%%

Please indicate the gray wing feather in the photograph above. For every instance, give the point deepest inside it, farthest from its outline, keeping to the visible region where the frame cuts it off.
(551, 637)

%%
%%

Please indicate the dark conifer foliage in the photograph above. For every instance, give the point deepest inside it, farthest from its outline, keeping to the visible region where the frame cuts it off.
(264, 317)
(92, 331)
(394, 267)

%%
%%

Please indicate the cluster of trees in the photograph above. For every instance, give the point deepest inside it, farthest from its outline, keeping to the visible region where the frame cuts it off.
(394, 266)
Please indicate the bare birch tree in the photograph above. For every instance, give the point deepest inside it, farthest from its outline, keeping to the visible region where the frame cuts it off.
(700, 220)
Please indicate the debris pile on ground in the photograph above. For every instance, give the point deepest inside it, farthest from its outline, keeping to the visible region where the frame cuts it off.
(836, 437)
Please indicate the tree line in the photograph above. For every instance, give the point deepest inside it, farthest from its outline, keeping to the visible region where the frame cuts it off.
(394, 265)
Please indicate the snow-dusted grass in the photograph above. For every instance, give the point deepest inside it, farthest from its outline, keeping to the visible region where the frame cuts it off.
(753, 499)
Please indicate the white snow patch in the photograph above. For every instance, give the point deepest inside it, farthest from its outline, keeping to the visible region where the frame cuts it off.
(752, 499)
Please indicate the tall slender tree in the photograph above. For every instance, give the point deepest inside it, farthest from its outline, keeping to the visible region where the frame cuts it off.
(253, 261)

%%

» WHAT IS ASKED
Collect each line in the listing above that contains the word "dusted", and copy those lines in full.

» RESPONSE
Please indicate the snow-dusted grass in the photograph above. For every instance, give the point deepest inside it, farthest from its outline, keeping to the visible region where the frame cuts it off.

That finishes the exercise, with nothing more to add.